● What you will do
Give each entry back by retyping it exactly as written.

[Stored entries]
- - - - -

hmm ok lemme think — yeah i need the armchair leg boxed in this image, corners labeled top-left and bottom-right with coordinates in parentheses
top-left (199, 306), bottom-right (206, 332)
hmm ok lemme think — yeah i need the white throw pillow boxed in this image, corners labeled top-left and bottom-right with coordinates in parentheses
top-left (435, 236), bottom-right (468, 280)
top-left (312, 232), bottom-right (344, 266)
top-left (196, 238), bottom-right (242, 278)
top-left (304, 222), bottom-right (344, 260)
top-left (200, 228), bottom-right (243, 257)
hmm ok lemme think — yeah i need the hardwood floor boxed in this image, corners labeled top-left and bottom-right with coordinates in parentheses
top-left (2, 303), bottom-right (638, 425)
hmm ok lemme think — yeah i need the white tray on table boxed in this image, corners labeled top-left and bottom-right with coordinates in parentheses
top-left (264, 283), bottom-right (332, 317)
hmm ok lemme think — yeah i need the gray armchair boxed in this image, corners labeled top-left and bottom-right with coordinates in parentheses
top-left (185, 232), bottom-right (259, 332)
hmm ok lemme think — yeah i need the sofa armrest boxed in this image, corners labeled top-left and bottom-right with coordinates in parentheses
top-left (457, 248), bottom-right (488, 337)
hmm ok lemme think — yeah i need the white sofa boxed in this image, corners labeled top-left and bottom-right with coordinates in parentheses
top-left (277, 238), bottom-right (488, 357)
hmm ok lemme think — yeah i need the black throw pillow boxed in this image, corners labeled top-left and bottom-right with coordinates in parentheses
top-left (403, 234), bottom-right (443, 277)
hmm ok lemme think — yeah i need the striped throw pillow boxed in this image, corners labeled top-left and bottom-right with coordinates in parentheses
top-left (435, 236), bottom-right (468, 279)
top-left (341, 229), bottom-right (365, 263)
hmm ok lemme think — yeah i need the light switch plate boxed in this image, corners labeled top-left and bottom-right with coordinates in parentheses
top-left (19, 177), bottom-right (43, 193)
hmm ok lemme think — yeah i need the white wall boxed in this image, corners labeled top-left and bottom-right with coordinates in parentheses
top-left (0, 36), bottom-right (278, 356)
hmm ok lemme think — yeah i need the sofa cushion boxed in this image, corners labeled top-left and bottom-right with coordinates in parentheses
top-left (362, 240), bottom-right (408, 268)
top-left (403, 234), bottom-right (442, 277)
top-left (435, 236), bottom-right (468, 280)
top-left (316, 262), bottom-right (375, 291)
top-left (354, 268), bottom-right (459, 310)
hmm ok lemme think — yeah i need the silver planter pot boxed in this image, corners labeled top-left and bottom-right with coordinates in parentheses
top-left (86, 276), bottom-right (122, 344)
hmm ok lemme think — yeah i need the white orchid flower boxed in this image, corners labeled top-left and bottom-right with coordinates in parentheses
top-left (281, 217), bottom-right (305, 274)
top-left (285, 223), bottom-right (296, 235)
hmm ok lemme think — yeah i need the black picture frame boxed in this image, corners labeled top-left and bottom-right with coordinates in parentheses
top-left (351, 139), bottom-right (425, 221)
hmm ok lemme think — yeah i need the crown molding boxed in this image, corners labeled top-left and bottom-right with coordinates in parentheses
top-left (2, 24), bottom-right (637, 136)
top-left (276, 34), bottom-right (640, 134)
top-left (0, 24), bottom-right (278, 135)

- - - - -

● Solution to this problem
hmm ok lemme think — yeah i need the armchair leg boxed in this image, corners labeled top-left and bottom-right with coordinates in parentheses
top-left (199, 306), bottom-right (206, 332)
hmm ok lemme think — yeah i need the white throw pillow boxed in this image, corners labeled top-left and bottom-right with coordinates in parentheses
top-left (435, 236), bottom-right (468, 280)
top-left (312, 232), bottom-right (344, 266)
top-left (196, 238), bottom-right (242, 278)
top-left (304, 222), bottom-right (344, 260)
top-left (200, 228), bottom-right (243, 257)
hmm ok lemme think — yeah i need the hardwood floor boxed in this image, corners labeled top-left and bottom-right with coordinates in parentheses
top-left (2, 303), bottom-right (638, 425)
hmm ok lemme think — yeah i need the white tray on table boxed in this image, corners labeled top-left and bottom-right with coordinates in parentheses
top-left (264, 283), bottom-right (332, 317)
hmm ok lemme think — yeah i need the gray armchair boxed in this image, corners labeled top-left and bottom-right with coordinates in parentheses
top-left (185, 232), bottom-right (259, 332)
hmm ok lemme think — yeah i need the sofa armrest boxed in this image, corners labeled top-left and bottom-right with coordinates in parentheses
top-left (457, 248), bottom-right (488, 337)
hmm ok lemme think — yeah i need the white sofa boxed in this image, corners labeled top-left and bottom-right with coordinates in parentheses
top-left (277, 238), bottom-right (488, 357)
hmm ok lemme think — yeah i need the black throw pillow boxed in this image, corners labeled top-left and bottom-right with coordinates in parentheses
top-left (403, 234), bottom-right (443, 277)
hmm ok lemme think — yeah i need the striped throw pillow boxed in this image, corners labeled top-left and bottom-right with coordinates in parentheses
top-left (435, 236), bottom-right (468, 279)
top-left (341, 229), bottom-right (365, 263)
hmm ok lemme think — yeah i need the light switch plate boxed in this image, corners labeled top-left and bottom-right with coordinates in parentheses
top-left (19, 177), bottom-right (43, 193)
hmm ok lemme think — yeah i need the white wall boxed in this image, corners labeled top-left and bottom-right with coordinates in parentheses
top-left (0, 36), bottom-right (278, 356)
hmm ok lemme think — yeah i need the sofa cushion boxed in this image, corners labeled top-left and bottom-right with coordinates in parentheses
top-left (362, 240), bottom-right (408, 268)
top-left (403, 234), bottom-right (442, 277)
top-left (435, 236), bottom-right (468, 280)
top-left (316, 262), bottom-right (375, 291)
top-left (354, 268), bottom-right (459, 310)
hmm ok lemme think — yeah i need the silver planter pot boxed in this image, corners labeled top-left and bottom-right with coordinates in parentheses
top-left (86, 276), bottom-right (122, 344)
hmm ok lemme think — yeah i need the white orchid flower boxed in this image, corners labeled top-left and bottom-right with coordinates in parentheses
top-left (281, 217), bottom-right (305, 274)
top-left (285, 223), bottom-right (296, 235)
hmm ok lemme think — yeah i need the black picture frame boxed in this image, corners labeled top-left and bottom-right with coordinates in parentheses
top-left (351, 139), bottom-right (425, 221)
hmm ok lemme think — yeah i need the crown molding boxed in this image, corners labeled top-left and bottom-right with coordinates in parentheses
top-left (2, 24), bottom-right (637, 136)
top-left (276, 34), bottom-right (640, 134)
top-left (0, 24), bottom-right (278, 135)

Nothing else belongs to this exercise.